The problem: Copy every line of the records below without alteration, leaving the pictures out of your reply.

Excerpts from a point labeling dataset:
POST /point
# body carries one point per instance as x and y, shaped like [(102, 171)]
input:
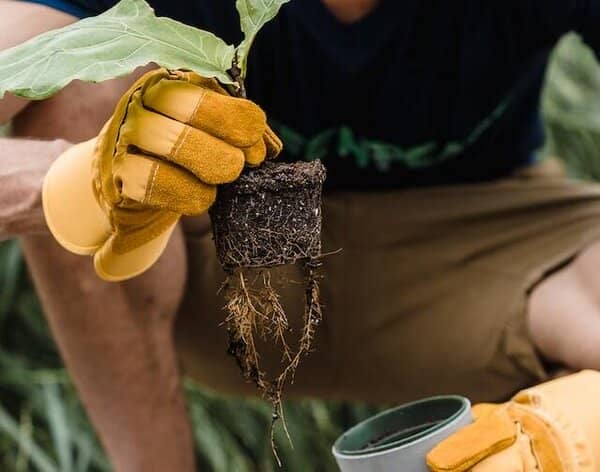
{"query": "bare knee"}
[(564, 313)]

Solution to this exercise:
POST /point
# body carries one point per instance as x and y, shaped like [(102, 171)]
input:
{"query": "bare knee"}
[(564, 313)]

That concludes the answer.